Il Lugano dopo quel titolo aveva chiuso un’epoca, un ciclo di vittorie e di campagne europee cominciata alla fine degli anni ’90, grazie a uno zoccolo duro di giocatori svizzeri che ormai erano logori, ad altri partiti nel pieno della maturità per vincere in nuovi lidi e stranieri che hanno sorvolato l’oceano per la dorata NHL. Slettvoll capì che quel Lugano doveva partire da un gruppo di svizzeri esperti, da giovani talentuosi ed entusiasti e da stranieri motivati e nel pieno della loro forma. Era il Lugano di Patrick Thoresen, dello sfortunato Johnny Pohl e del miglior Nummelin visto dal 2004. La filosofia, ce ne rendiamo conto oggi, era probabilmente azzeccata, il Lugano non era più l’unica potenza economica e tra le 2 o 3 realtà più attrattive hockeysticamente.
E per tornare a vincere con concorrenze così agguerrite occorreva lavoro e pazienza, pur con la consapevolezza di dover accettare risultati anche mediocri, ma con il binocolo puntato verso obiettivi a medio e lungo raggio. Quella pazienza che, ahimè, qualcuno nei piani alti non ha mai avuto, andando a minare uno spogliatoio e una serenità, e di conseguenza tutto il lavoro in corso in quel periodo, in maniera difficilmente riparabile. Da lì in avanti conosciamo la storia, tentativi più o meno buoni, decisioni figlie del panico e dell’illusione, politiche incoerenti e scelte sportive discutibili. Fino ai giorni nostri, fino ai giorni di Patrick Fischer, che in fondo sta facendo un lavoro poco diverso da quello iniziato da Slettvoll anni orsono.

============================================================

* La richiesta: Riporta il passo del testo sul Lugano partendo da "Il Lugano dopo" e proseguendo fino a "più attrattive hockeysticamente.", scambiando "stranieri" con "giocatori esteri".

============================================================

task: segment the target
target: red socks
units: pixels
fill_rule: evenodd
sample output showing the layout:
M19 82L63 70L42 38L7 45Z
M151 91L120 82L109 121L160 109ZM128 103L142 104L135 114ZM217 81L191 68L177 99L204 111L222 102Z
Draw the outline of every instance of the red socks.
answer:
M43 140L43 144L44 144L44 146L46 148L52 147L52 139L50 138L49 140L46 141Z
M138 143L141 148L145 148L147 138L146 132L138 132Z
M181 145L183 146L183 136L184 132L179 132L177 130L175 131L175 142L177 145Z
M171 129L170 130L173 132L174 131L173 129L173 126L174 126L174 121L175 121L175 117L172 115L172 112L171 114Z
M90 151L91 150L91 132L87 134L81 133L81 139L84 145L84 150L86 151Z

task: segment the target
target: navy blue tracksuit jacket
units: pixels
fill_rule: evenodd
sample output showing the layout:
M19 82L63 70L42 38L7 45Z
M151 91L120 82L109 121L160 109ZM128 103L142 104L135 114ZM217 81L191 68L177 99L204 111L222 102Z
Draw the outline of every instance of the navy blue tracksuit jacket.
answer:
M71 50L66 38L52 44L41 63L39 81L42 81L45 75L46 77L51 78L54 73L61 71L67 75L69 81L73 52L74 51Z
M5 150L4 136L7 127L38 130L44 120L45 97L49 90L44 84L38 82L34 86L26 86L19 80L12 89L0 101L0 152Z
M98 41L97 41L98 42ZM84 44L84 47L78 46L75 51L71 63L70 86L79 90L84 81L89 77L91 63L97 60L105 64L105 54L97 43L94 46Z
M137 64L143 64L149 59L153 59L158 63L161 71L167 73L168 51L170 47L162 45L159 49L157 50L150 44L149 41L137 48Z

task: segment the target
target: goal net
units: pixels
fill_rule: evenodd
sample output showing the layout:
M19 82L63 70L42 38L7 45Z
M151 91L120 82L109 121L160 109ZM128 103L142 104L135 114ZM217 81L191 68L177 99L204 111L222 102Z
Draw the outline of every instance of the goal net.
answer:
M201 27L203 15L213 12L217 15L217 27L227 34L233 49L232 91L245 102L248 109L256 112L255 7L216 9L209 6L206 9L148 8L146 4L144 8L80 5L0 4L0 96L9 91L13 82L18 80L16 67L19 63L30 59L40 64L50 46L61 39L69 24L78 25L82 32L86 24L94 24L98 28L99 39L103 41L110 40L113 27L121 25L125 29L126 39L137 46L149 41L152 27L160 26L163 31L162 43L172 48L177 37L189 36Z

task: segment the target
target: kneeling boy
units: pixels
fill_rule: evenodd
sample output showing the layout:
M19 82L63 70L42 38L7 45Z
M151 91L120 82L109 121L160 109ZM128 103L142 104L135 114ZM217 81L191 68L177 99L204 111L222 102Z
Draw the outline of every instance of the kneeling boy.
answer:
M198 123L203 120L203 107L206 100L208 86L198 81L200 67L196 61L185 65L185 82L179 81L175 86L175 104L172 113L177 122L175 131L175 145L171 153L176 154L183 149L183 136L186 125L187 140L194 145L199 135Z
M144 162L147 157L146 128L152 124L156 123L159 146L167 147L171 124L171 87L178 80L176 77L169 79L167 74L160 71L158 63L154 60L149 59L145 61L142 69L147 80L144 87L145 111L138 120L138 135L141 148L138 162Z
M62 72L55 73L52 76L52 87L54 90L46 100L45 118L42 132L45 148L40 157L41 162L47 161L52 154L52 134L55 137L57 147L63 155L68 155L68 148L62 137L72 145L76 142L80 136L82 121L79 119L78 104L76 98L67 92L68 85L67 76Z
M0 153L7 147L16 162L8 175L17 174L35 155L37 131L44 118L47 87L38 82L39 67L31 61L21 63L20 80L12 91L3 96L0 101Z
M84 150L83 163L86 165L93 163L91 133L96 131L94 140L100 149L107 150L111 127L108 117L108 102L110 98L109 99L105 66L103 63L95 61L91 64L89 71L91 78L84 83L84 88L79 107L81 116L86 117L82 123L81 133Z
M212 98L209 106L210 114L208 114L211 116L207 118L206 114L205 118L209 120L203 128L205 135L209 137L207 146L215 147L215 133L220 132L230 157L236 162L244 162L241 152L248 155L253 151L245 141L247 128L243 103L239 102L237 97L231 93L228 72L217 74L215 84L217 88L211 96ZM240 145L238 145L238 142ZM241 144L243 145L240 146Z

============================================================

* Soluzione esercizio:
Il Lugano dopo quel titolo aveva chiuso un’epoca, un ciclo di vittorie e di campagne europee cominciata alla fine degli anni ’90, grazie a uno zoccolo duro di giocatori svizzeri che ormai erano logori, ad altri partiti nel pieno della maturità per vincere in nuovi lidi e giocatori esteri che hanno sorvolato l’oceano per la dorata NHL. Slettvoll capì che quel Lugano doveva partire da un gruppo di svizzeri esperti, da giovani talentuosi ed entusiasti e da giocatori esteri motivati e nel pieno della loro forma. Era il Lugano di Patrick Thoresen, dello sfortunato Johnny Pohl e del miglior Nummelin visto dal 2004. La filosofia, ce ne rendiamo conto oggi, era probabilmente azzeccata, il Lugano non era più l’unica potenza economica e tra le 2 o 3 realtà più attrattive hockeysticamente.